Set out the stretch of lines from the one containing "In the photo above, where can the sky" through the one containing "column 61, row 309", both included, as a Markdown table with the columns Number and Line, giving each line its row number and leaving out blank lines.

» INFORMATION SHOWN:
......

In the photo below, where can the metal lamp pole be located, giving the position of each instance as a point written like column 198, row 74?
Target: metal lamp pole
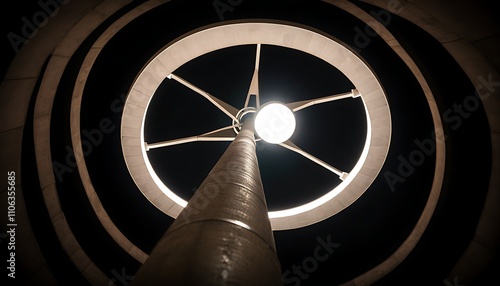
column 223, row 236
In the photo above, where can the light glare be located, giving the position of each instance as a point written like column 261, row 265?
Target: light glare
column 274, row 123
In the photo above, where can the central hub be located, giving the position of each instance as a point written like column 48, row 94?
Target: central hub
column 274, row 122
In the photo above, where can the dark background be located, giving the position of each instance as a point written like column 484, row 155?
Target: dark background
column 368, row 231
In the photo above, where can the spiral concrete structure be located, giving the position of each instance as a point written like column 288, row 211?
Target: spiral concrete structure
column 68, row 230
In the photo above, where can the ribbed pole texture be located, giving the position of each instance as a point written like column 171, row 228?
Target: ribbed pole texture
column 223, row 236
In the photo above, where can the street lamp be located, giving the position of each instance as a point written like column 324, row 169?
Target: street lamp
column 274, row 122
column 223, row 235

......

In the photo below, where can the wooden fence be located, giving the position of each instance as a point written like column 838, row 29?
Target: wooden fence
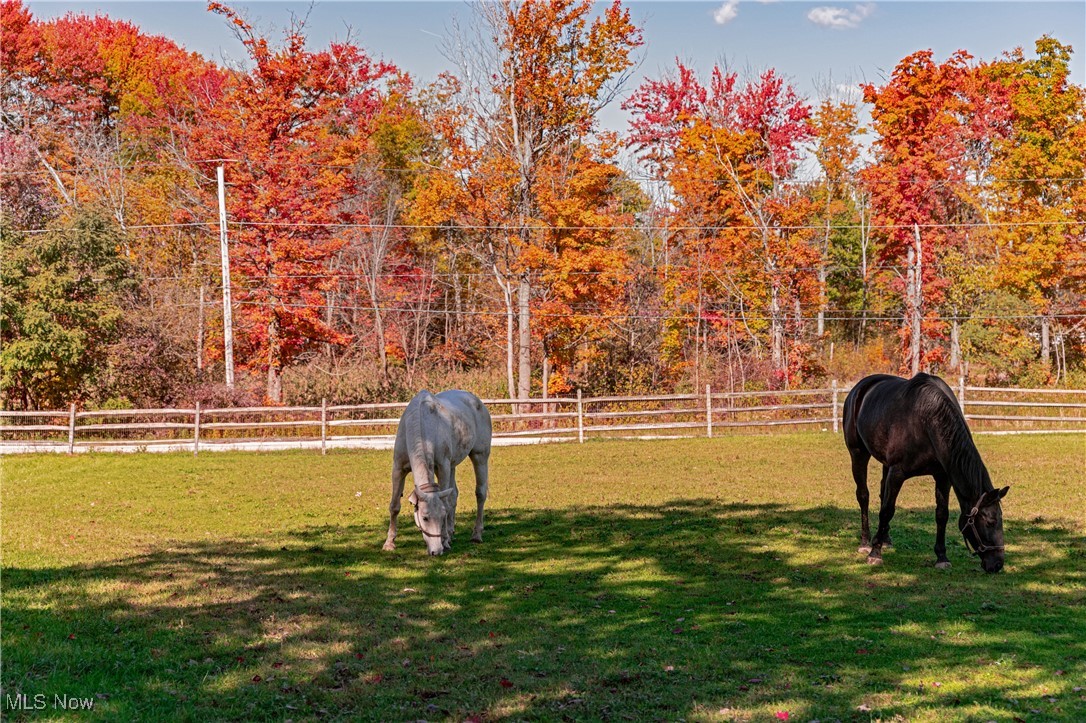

......

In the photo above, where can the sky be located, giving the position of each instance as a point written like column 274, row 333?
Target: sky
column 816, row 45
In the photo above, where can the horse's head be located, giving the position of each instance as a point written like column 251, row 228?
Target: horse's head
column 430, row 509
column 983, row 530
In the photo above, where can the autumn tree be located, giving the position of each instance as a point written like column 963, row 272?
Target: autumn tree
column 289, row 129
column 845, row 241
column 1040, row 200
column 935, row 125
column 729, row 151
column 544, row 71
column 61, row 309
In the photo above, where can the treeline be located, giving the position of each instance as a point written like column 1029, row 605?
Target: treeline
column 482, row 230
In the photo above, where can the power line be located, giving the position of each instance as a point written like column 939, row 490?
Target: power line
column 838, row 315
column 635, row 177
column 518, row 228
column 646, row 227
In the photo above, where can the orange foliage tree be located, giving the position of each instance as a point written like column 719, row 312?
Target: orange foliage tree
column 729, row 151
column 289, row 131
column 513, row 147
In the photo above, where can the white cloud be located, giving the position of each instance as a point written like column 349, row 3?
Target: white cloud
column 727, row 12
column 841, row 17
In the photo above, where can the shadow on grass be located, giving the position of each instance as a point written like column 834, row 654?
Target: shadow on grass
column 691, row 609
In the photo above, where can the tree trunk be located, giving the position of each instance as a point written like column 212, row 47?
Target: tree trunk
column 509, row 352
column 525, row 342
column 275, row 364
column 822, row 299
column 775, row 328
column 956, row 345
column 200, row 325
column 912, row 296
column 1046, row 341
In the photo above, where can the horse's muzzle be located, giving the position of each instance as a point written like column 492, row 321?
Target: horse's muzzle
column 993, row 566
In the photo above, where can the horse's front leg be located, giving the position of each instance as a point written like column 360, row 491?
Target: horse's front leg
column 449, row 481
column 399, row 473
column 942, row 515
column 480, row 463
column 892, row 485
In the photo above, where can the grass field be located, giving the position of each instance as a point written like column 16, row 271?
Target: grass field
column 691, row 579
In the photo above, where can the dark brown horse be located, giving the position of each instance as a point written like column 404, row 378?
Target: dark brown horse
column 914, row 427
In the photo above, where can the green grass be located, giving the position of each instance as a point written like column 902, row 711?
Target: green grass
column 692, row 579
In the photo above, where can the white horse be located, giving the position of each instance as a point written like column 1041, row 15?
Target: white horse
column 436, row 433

......

» RESPONSE TO THE EXERCISE:
| Number | Line |
|---|---|
| 1 | In the photo above, where can the sky be located, giving the position of each instance as a point written like column 274, row 333? |
| 2 | Target: sky |
| 3 | column 816, row 45 |
| 4 | In the photo above, where can the horse's head be located, giving the position of each instance as a point written like column 251, row 228? |
| 5 | Target: horse's head |
| 6 | column 430, row 509 |
| 7 | column 983, row 530 |
| 8 | In the photo above, where can the autumn tree be located, giving the position of each instance as a point written like column 963, row 272? |
| 9 | Target: autumn tree |
| 10 | column 289, row 129 |
| 11 | column 845, row 241 |
| 12 | column 1040, row 200 |
| 13 | column 935, row 125 |
| 14 | column 729, row 151 |
| 15 | column 544, row 71 |
| 16 | column 61, row 309 |